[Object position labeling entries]
........

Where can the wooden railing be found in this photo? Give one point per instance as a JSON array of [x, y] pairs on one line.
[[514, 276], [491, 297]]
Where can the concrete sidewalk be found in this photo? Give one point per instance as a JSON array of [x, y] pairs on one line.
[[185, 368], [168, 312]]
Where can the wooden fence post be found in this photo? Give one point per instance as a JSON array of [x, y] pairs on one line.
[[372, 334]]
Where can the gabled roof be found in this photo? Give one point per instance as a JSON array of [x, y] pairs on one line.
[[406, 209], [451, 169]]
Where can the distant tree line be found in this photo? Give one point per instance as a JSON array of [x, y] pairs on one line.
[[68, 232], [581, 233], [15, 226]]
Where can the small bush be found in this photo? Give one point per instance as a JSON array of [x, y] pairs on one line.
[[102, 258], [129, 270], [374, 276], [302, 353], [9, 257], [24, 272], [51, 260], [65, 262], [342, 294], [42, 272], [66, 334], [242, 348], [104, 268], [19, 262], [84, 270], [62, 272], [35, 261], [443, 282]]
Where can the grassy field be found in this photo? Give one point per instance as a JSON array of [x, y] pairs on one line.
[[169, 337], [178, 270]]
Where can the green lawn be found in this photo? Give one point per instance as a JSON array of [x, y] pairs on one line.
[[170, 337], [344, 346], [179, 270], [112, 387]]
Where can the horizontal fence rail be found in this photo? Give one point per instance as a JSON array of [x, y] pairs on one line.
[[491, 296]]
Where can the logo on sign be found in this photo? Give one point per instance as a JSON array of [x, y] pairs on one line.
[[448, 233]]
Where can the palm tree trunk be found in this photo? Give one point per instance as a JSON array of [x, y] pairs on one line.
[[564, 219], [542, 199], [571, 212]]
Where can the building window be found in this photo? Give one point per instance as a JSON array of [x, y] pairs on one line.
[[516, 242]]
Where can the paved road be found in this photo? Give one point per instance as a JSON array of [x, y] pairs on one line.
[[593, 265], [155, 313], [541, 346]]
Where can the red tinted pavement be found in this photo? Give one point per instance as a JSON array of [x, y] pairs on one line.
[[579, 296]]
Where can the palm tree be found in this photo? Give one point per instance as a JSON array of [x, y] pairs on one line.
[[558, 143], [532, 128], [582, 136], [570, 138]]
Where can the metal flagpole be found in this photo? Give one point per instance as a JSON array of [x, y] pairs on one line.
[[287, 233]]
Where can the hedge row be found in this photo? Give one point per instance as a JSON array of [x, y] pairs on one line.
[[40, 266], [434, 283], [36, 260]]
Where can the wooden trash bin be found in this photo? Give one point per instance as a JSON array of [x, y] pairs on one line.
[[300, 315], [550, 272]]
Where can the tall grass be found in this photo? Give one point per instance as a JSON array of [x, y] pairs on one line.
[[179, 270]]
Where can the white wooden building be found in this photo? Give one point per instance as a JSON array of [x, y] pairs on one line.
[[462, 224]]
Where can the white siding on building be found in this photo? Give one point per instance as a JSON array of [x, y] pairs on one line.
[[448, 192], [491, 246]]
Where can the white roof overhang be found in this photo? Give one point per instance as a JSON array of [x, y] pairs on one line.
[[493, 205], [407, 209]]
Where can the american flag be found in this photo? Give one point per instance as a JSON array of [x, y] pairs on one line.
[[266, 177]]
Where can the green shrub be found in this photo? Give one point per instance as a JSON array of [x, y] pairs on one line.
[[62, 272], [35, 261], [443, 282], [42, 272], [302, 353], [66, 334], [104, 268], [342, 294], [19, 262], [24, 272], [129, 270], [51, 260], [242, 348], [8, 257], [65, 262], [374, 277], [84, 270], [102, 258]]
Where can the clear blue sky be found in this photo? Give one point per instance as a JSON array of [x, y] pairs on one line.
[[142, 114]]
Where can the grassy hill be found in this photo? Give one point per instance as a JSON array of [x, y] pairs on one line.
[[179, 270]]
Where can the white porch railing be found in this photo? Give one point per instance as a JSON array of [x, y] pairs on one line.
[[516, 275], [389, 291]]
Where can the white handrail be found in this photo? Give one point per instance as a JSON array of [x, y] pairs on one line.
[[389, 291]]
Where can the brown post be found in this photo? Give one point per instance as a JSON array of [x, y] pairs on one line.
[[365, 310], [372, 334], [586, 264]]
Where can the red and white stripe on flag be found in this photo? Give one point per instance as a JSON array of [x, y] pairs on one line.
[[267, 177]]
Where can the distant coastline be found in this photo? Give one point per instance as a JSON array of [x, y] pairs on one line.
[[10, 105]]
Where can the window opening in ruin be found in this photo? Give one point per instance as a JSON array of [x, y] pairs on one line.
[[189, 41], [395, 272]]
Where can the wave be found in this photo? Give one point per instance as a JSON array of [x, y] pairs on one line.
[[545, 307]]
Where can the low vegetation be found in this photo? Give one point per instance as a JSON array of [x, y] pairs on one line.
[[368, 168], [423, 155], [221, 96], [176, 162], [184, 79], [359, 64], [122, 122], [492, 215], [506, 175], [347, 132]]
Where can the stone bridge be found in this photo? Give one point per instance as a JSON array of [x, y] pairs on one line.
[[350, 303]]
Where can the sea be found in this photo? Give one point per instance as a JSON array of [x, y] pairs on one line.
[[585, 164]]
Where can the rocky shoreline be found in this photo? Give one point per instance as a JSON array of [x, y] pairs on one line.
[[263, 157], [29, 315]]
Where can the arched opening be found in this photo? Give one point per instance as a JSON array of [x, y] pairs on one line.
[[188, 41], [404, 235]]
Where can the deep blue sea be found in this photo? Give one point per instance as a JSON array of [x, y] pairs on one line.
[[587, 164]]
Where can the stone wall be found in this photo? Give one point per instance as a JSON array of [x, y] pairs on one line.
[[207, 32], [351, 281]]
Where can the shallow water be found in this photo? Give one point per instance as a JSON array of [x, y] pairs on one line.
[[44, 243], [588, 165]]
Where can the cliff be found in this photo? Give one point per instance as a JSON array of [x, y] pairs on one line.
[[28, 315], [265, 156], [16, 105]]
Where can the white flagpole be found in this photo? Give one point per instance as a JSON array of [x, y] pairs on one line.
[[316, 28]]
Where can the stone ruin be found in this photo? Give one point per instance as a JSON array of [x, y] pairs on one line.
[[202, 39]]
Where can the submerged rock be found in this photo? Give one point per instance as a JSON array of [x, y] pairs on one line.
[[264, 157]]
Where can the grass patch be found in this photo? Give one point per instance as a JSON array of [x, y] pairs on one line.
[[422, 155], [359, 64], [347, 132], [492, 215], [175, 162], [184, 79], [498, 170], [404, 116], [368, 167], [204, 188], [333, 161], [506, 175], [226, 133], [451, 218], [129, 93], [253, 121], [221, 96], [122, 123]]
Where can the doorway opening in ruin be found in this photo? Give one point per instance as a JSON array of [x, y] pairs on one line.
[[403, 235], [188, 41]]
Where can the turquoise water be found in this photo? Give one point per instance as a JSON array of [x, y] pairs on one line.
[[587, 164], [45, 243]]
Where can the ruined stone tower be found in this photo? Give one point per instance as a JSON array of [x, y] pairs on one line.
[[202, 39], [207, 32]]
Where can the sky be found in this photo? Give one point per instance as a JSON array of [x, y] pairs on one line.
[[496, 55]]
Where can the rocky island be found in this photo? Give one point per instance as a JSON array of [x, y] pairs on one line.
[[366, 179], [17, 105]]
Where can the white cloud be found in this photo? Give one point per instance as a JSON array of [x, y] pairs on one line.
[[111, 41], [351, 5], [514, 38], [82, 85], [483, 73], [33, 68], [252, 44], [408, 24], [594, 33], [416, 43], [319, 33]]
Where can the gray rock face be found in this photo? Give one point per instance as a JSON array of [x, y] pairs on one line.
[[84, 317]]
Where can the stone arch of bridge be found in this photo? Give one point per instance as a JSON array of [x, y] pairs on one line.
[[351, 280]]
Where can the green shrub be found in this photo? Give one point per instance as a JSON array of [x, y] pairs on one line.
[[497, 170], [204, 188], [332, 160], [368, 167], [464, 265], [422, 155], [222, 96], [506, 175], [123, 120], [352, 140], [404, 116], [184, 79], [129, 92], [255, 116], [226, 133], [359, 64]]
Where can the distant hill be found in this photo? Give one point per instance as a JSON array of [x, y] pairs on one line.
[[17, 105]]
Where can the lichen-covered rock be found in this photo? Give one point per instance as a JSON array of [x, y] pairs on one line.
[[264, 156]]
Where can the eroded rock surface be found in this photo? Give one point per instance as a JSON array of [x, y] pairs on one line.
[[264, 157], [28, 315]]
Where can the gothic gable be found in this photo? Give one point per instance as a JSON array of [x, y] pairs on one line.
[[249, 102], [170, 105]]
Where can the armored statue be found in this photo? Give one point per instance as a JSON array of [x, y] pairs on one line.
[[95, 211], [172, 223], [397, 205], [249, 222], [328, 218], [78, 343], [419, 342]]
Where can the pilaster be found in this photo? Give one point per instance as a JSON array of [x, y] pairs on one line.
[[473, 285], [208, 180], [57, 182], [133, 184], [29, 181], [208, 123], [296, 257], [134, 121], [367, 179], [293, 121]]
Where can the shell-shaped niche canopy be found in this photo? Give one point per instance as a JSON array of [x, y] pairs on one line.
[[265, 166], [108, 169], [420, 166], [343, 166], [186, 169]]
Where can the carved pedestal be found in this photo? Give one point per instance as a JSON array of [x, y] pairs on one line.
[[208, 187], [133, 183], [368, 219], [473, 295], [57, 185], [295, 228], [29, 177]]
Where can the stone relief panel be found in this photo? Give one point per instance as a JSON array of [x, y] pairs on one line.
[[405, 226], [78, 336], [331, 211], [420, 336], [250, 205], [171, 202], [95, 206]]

........

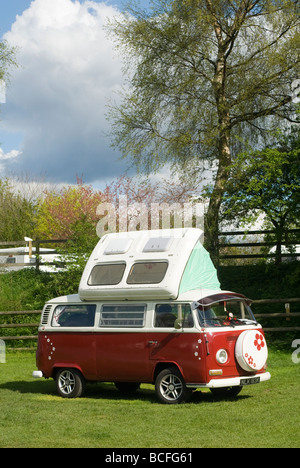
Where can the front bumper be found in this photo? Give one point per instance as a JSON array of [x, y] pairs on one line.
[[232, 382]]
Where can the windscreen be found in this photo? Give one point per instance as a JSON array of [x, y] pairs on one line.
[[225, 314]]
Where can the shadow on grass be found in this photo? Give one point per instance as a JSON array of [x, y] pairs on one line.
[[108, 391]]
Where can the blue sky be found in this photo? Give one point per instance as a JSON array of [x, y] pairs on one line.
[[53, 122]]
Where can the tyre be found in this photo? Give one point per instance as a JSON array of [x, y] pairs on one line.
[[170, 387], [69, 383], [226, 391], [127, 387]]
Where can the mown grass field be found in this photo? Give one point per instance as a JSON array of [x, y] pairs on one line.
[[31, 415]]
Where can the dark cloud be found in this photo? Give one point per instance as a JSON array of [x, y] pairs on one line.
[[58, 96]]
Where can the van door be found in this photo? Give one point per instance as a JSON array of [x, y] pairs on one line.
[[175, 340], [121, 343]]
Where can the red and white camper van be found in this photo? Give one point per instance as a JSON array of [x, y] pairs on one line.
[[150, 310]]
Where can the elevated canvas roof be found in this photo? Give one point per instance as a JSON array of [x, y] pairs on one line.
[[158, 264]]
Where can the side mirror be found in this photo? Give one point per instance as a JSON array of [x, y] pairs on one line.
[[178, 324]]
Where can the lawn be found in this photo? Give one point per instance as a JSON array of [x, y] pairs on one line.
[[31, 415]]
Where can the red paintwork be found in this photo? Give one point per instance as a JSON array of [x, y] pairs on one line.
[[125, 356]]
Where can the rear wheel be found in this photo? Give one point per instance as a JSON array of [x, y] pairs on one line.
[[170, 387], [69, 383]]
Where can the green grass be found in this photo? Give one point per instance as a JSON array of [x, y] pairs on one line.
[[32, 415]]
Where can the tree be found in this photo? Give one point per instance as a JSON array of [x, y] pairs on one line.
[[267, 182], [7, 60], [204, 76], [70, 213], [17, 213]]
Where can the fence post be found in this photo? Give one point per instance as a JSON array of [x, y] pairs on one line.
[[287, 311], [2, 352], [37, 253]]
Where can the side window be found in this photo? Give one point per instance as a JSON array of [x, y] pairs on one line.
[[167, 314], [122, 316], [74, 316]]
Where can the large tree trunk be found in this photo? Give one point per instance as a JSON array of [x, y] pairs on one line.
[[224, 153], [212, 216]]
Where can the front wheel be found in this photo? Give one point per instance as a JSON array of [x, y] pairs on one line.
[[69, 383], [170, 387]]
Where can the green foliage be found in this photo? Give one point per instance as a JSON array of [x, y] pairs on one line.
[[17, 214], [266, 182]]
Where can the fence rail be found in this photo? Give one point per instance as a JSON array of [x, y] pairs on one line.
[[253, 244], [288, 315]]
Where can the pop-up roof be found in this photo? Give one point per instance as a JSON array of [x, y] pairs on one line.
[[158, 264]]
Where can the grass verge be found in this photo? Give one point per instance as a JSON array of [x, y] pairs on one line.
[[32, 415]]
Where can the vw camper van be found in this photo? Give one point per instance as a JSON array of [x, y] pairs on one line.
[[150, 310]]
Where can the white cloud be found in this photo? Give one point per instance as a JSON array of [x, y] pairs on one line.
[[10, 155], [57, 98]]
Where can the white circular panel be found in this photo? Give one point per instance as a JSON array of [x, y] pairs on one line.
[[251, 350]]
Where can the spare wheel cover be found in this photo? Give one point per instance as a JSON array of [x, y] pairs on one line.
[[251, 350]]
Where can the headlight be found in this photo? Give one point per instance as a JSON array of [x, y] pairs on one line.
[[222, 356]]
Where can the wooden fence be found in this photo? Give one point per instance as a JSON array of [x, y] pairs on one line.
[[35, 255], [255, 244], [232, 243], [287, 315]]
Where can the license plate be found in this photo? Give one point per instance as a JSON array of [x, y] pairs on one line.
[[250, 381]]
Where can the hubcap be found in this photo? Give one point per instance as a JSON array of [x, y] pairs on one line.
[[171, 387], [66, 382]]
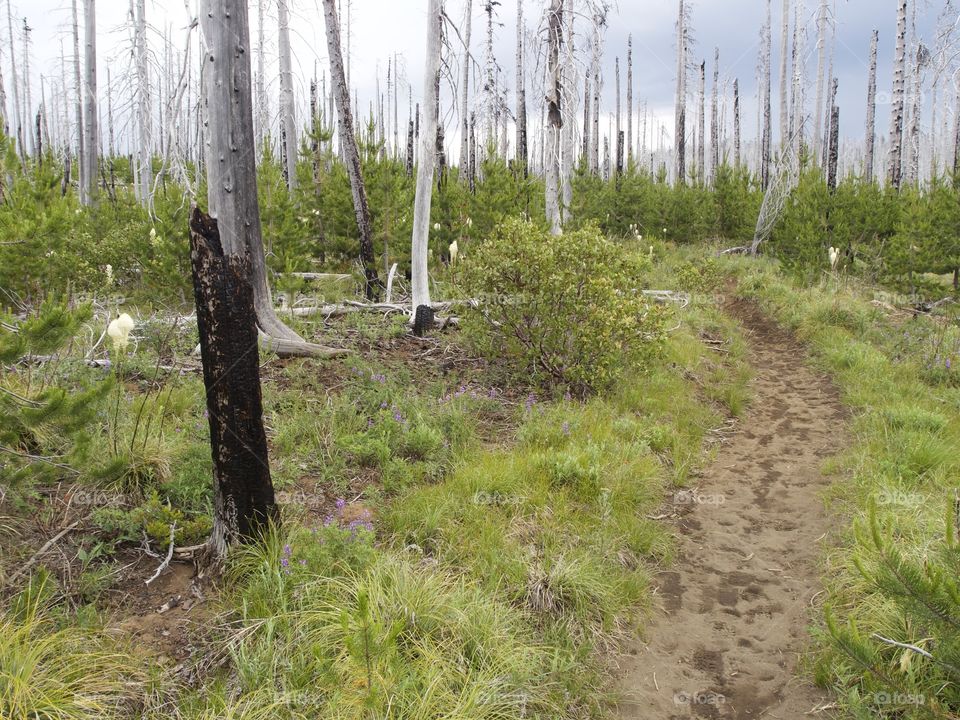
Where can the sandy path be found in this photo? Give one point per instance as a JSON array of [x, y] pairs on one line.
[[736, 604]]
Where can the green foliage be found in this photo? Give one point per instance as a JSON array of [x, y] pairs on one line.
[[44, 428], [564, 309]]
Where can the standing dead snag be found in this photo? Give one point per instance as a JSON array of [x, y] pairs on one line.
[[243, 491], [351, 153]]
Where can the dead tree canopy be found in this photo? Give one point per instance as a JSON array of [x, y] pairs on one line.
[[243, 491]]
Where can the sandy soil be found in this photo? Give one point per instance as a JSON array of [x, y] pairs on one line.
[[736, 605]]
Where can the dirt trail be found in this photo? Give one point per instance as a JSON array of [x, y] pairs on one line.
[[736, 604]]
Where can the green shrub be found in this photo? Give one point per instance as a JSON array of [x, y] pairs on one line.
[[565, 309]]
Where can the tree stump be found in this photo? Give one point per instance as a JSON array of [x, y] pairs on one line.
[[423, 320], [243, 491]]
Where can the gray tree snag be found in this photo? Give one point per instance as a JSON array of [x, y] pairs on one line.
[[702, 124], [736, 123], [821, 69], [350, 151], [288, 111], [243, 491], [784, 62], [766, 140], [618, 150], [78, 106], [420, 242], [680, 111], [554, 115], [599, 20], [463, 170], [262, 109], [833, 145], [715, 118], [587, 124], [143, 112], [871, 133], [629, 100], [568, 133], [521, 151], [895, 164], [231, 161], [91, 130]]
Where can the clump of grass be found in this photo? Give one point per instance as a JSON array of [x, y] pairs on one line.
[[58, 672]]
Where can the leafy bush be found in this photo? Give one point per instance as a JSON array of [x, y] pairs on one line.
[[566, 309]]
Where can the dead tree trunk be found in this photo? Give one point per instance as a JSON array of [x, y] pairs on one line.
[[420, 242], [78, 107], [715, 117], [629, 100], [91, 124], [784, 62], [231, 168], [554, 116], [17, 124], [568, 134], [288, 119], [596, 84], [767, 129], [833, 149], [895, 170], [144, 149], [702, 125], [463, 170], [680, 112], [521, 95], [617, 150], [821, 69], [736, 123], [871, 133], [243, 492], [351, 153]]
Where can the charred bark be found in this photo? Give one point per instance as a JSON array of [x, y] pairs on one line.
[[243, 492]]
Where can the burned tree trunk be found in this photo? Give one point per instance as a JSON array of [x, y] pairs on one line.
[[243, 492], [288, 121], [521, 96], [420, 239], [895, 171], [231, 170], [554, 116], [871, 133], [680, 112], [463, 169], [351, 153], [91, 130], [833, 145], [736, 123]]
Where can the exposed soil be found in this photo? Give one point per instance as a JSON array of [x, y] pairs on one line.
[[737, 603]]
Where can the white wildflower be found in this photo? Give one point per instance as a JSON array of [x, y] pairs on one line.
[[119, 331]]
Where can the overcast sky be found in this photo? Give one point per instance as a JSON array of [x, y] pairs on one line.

........

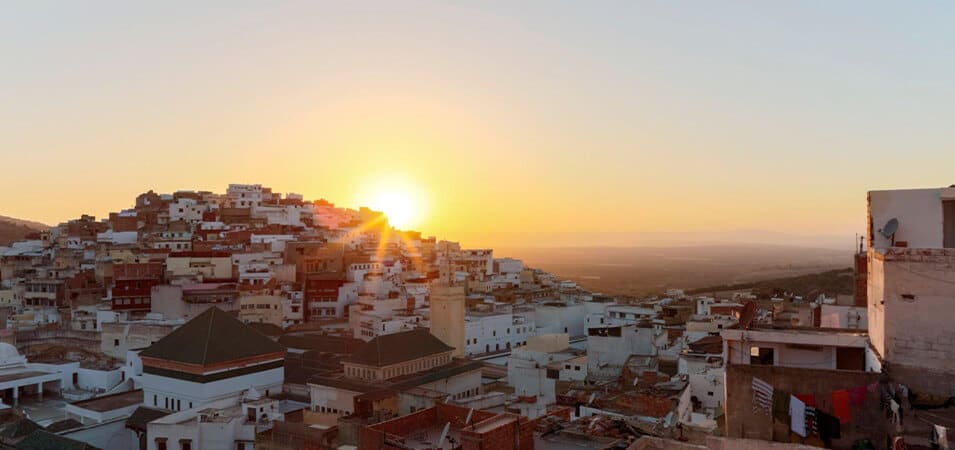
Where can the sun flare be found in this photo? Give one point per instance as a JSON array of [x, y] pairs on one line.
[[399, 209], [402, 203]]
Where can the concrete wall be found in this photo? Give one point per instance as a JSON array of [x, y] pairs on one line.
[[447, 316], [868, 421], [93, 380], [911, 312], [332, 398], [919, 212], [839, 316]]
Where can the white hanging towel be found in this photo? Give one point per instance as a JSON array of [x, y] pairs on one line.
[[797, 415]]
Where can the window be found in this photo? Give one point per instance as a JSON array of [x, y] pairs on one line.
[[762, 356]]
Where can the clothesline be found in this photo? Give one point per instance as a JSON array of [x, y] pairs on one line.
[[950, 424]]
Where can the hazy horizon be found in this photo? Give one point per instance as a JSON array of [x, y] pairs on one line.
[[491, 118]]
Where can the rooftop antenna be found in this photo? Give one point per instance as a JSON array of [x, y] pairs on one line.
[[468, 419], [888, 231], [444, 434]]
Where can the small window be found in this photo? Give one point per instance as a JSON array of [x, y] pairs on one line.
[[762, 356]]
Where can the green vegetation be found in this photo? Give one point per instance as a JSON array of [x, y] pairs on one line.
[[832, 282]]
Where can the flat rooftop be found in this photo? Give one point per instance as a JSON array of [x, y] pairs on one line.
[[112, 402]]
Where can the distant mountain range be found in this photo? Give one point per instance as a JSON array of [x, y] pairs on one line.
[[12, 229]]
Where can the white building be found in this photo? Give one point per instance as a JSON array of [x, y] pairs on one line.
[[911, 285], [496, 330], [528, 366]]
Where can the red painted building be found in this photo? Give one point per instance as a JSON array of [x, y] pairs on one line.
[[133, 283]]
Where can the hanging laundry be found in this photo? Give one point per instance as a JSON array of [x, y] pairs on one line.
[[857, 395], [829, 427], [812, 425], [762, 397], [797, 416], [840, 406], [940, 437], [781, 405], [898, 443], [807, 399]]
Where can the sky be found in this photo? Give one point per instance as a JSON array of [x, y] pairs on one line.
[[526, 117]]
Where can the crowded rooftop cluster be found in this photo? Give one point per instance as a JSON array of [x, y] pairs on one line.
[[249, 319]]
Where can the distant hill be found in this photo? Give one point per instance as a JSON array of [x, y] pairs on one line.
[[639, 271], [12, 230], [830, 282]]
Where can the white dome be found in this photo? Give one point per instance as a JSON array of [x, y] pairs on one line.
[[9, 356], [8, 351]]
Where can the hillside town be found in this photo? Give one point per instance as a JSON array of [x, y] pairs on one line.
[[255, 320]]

........

### Required work
Please copy the lines above verbatim, from the line containing "Where can the distant tree" through the line containing "261], [443, 282]]", with both of those lines included and nothing else added.

### Result of this exercise
Where can the distant tree line be found in this photo? Give one point per instance as a JSON array of [x, y] pairs on one line.
[[68, 232], [581, 233], [15, 226]]
Where can the small bush be found in this photo? Give one point per instance as a JSON array of [x, y] pairs on one line.
[[102, 258], [129, 270], [374, 276], [302, 353], [9, 257], [24, 272], [51, 260], [65, 262], [342, 294], [42, 272], [66, 334], [242, 348], [104, 268], [19, 262], [84, 270], [62, 272], [35, 261], [443, 282]]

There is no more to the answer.